For such is the excellency thereof, even above all other knowledge of Christ, that it renders the understanding judicious, the memory tenacious, and the heart highly and fixedly joyous. How it serves to confirm and perfect the understanding, is excellently discovered by a worthy divine of our own, in these words:
A young ungrounded Christian, when he sees all the fundamental truths, and sees good evidence and reasons of them, perhaps may be yet ignorant of the right order and place of every truth. It is a rare thing to have young professors to understand the necessary truths methodically: and this is a very great defect: for a great part of the usefulness and excellency of particular truths consisteth in the respect they have to one another. This therefore will be a very considerable part of your confirmation, and growth in your understandings, to see the body of the Christian doctrine, as it were, at one view, as the several parts of it are united in one perfect frame; and to know what aspect one point has upon another, and which are their due places. There is a great difference betwixt the sight of the several parts of a clock or watch, as they are disjointed and scattered abroad, and the seeing of them conjointed, and in use and motion. To see here a pin and there a wheel, and not know how to set them all together, nor ever see them in their due places, will give but little satisfaction. It is the frame and design of holy doctrine that must be known, and every part should be discerned as it has its particular use to that design, and as it is connected with the other parts.

------------------------------------------------------------------------

Written exercise 1
Answer these questions about the passage on Christian doctrine, labeling each answer (a), (b) or (c) on its own line:
(a) What three effects does this knowledge have on the understanding, the memory and the heart?
(b) What two objects are used to compare scattered parts with parts joined together?
(c) What does the passage call it when young professors fail to understand the necessary truths methodically?
Written exercise 2
Write the next part of the passage on Christian doctrine, starting after its final sentence.
The records play no part in the work here.

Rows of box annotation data
------------------------------------------------------------------------

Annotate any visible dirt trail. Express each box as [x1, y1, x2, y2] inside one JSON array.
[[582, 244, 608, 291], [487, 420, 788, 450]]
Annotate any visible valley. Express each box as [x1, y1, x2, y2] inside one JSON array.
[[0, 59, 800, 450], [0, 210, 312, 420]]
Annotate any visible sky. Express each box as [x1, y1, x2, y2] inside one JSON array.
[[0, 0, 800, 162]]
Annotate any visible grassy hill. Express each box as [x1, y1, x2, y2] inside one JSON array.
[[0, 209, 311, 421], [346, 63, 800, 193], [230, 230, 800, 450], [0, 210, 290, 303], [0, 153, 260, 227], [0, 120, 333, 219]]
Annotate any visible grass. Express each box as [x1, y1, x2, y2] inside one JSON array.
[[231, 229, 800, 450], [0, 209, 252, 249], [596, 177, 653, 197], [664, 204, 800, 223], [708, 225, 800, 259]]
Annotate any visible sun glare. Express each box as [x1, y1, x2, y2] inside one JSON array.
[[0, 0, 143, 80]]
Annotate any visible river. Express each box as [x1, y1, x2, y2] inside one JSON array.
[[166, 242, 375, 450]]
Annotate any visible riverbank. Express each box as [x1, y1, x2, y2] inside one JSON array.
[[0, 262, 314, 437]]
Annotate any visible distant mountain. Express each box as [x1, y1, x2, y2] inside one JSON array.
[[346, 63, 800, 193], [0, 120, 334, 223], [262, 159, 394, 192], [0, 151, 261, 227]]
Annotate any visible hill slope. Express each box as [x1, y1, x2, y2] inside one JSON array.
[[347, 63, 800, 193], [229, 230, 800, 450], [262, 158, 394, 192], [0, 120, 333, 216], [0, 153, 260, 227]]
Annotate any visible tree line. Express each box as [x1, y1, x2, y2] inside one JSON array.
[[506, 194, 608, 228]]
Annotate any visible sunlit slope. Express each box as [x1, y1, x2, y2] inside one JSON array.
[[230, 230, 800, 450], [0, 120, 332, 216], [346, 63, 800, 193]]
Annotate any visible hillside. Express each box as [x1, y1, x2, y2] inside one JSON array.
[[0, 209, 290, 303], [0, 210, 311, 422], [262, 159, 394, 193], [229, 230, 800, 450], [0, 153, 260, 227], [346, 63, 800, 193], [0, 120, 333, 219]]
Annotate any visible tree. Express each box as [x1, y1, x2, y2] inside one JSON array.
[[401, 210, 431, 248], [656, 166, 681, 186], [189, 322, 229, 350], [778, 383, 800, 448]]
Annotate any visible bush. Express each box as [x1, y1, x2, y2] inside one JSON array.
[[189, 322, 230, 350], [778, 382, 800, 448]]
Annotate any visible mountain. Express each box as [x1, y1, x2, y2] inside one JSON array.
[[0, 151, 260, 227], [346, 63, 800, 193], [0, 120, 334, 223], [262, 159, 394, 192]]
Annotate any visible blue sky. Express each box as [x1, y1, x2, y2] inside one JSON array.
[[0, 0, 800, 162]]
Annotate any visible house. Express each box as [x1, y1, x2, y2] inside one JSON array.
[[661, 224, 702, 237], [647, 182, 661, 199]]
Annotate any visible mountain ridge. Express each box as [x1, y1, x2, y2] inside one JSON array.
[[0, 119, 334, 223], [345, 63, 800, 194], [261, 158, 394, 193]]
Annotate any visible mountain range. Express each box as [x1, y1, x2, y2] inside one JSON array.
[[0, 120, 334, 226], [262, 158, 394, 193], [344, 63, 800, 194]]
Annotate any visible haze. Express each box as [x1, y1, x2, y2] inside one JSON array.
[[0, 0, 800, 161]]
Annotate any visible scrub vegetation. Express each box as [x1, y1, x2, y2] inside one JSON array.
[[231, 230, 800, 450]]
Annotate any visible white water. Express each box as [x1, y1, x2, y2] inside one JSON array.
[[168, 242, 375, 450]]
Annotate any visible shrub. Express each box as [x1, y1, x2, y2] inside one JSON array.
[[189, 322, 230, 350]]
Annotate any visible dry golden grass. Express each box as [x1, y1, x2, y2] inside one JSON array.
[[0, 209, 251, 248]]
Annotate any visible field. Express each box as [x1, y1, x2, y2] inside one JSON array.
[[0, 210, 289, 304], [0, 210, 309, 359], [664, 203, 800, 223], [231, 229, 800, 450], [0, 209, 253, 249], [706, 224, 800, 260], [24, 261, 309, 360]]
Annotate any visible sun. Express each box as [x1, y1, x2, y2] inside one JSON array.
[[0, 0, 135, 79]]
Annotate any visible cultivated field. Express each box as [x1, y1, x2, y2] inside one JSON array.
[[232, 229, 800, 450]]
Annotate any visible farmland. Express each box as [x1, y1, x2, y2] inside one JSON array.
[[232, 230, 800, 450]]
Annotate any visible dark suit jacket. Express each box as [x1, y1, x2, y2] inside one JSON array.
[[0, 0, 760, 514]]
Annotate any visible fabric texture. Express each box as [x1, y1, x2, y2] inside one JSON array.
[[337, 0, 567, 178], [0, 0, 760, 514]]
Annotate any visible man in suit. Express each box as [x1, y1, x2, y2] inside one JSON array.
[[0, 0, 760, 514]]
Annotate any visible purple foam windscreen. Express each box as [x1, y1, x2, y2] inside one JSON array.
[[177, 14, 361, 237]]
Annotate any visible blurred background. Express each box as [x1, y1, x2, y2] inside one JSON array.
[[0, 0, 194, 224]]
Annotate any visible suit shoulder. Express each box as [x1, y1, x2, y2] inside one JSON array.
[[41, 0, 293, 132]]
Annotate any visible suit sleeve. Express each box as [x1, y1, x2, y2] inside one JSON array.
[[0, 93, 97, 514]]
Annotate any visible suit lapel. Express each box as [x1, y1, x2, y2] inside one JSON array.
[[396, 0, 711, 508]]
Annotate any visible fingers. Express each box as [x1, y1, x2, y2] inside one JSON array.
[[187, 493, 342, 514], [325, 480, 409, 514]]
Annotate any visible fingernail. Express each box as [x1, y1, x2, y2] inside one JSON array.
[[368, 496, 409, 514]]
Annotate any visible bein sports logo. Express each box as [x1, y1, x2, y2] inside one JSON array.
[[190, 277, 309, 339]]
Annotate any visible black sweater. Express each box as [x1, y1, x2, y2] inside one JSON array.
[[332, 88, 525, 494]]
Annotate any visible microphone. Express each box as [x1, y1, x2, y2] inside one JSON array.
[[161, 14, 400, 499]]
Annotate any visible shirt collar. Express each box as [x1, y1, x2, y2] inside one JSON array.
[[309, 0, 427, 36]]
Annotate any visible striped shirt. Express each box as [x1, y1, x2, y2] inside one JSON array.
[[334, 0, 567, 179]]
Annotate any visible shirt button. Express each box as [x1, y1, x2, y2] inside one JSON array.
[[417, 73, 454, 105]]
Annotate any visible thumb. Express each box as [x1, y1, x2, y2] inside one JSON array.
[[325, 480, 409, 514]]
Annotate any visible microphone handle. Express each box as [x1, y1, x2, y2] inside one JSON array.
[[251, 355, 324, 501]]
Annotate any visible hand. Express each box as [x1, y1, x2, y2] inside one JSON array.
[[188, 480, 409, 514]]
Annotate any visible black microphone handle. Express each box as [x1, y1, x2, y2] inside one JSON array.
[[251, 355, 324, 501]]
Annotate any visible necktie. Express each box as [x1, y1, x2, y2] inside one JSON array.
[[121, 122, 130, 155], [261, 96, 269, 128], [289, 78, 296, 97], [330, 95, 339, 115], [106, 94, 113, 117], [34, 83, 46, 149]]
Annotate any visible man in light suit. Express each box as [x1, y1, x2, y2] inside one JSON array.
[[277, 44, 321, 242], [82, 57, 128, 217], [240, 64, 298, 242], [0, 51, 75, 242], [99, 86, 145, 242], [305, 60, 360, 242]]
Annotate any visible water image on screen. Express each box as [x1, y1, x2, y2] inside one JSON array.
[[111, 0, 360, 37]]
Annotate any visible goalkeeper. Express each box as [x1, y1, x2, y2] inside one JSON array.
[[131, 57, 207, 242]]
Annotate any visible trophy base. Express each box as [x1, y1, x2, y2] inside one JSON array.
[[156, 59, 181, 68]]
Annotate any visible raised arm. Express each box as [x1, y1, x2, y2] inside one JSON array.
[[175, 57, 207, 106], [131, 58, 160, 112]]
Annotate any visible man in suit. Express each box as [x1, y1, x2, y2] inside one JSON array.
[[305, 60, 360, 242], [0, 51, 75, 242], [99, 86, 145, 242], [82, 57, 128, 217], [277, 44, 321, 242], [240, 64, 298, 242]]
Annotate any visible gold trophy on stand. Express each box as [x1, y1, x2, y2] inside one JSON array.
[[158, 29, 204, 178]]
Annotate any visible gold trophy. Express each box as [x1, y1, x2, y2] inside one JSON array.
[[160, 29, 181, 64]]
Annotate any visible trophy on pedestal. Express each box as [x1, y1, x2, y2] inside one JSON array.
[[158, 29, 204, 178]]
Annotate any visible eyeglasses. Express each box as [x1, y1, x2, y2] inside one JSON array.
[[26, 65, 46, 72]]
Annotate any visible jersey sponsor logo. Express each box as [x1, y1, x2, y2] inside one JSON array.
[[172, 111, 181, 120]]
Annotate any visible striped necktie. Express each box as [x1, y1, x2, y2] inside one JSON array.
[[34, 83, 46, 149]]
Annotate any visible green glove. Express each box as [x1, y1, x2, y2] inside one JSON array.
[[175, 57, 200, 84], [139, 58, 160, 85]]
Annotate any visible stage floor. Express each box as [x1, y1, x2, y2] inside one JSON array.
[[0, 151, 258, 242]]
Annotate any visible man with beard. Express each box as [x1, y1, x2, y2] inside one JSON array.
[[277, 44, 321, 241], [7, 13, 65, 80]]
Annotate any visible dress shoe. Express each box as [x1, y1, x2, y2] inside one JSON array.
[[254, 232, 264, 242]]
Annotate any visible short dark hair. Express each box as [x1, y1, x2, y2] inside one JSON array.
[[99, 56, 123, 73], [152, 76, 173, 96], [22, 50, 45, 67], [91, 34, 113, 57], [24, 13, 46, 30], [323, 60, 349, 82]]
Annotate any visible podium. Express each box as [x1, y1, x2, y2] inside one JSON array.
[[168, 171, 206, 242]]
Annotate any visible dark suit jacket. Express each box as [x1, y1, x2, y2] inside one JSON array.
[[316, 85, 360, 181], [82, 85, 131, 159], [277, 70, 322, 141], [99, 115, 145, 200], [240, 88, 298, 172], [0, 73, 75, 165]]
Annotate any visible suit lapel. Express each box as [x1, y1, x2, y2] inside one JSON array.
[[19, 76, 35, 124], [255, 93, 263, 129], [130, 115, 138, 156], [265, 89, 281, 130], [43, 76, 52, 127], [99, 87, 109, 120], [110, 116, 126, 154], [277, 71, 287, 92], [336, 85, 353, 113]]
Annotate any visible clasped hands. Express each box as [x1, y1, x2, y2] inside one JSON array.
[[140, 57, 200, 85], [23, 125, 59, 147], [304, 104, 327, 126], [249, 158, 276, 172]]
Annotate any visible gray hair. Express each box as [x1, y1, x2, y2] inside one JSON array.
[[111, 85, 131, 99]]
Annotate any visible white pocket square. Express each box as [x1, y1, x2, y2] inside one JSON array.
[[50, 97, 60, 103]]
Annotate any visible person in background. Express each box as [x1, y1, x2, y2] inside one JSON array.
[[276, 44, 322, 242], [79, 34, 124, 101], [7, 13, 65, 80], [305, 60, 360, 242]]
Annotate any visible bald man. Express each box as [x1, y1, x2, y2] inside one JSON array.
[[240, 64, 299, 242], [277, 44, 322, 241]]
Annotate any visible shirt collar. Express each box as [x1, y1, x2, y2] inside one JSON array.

------------------------------------------------------------------------

Reply 1
(a) It renders the understanding judicious, the memory tenacious, and the heart highly and fixedly joyous.
(b) A clock or watch.
(c) A very great defect.

Reply 2
By this means only can the true nature of Theology, together with the harmony and perfection of truth, be clearly understood. And every single truth also will be much better perceived by him that sees its place and order, than by any other: for one truth exceedingly illustrates and leads another into the understanding. - Study therefore to grow in the more methodical knowledge of the same truths which you have received; and though you are not yet ripe enough to discern the whole body of theology in due method, yet see so much as you have attained to know, in the right order and placing of every part. As in anatomy, it is hard for the wisest physician to discern the course of every branch of the veins and arteries; but yet they may easily discern the place and order of the principal parts, and greater vessels, (and surely in the body of religion there are no branches of greater or more necessary truth than these) so it is in divinity, where no man has a perfect view of the whole, till he comes to the state of perfection with God; but every true Christian has the knowledge of all the essentials, and may know the orders and places of them all.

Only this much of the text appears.